**任务说明**
请把下面的全部数据逐行重新写出，其中的要求也要写出。答案中的每个点坐标数值都乘以1.4进行缩放，并四舍五入取整（0.5向上进位）。输出中不要包含图片。

**提取数据**
□ □ □ □ □

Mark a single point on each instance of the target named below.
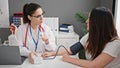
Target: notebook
(10, 55)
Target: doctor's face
(37, 17)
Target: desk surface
(53, 63)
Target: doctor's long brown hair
(101, 30)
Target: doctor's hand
(31, 57)
(13, 28)
(45, 39)
(47, 54)
(66, 58)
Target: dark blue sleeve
(75, 48)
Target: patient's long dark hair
(101, 30)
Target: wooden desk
(53, 63)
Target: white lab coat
(30, 45)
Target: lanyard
(35, 42)
(25, 39)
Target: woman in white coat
(33, 36)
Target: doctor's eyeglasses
(38, 16)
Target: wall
(117, 16)
(64, 9)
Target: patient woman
(33, 36)
(101, 43)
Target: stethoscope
(35, 42)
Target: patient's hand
(46, 54)
(13, 28)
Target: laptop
(10, 55)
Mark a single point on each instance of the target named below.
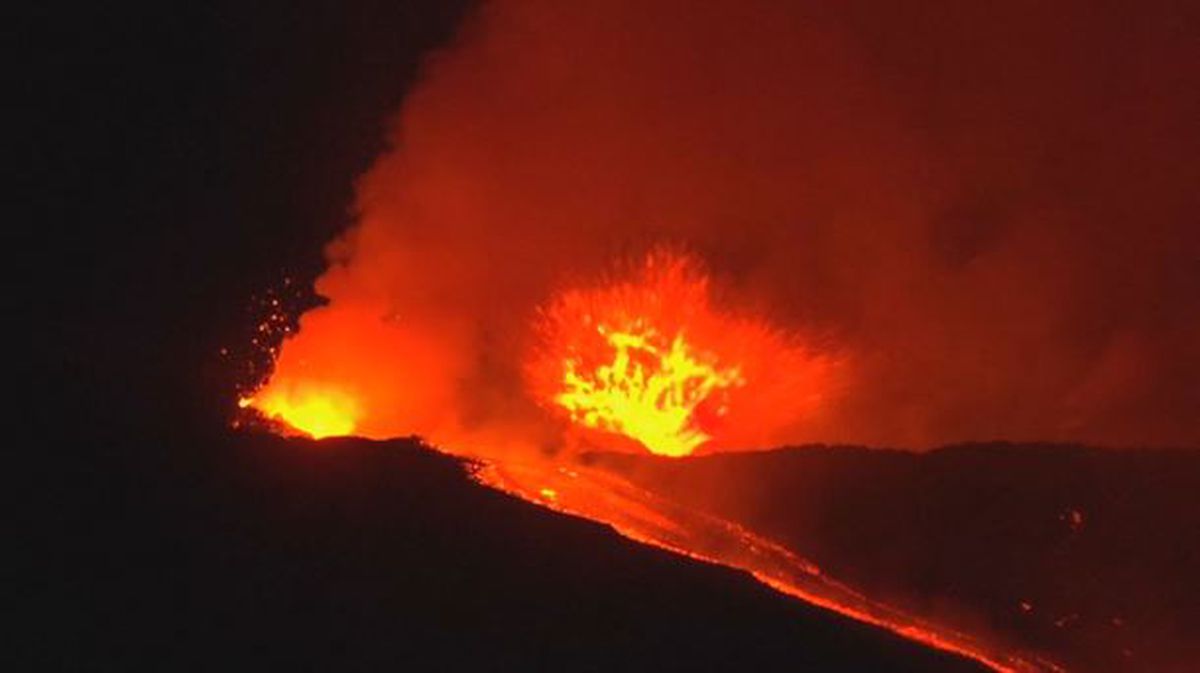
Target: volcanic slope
(1085, 556)
(352, 554)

□ □ □ □ □

**本题答案**
Mark a single point on each instance of the target named below.
Target: notebook
(14, 77)
Target: doctor's face
(52, 24)
Target: desk surface
(74, 88)
Target: doctor's long brown hair
(141, 42)
Target: doctor's hand
(43, 80)
(18, 39)
(63, 55)
(66, 76)
(92, 81)
Target: dark blue sleeve
(105, 67)
Target: patient's long dark hair
(141, 42)
Target: wooden desk
(74, 88)
Target: white lab coat
(42, 63)
Target: lanyard
(49, 59)
(35, 55)
Target: woman in white coat
(46, 50)
Target: doctor's eyeglasses
(53, 22)
Target: wall
(164, 22)
(90, 13)
Target: patient woman
(46, 50)
(141, 60)
Target: stethoscope
(49, 59)
Target: patient's hand
(64, 76)
(18, 39)
Target: laptop
(14, 77)
Mark a single point on each instance of the target named below.
Target: volcanic slope
(1519, 778)
(493, 776)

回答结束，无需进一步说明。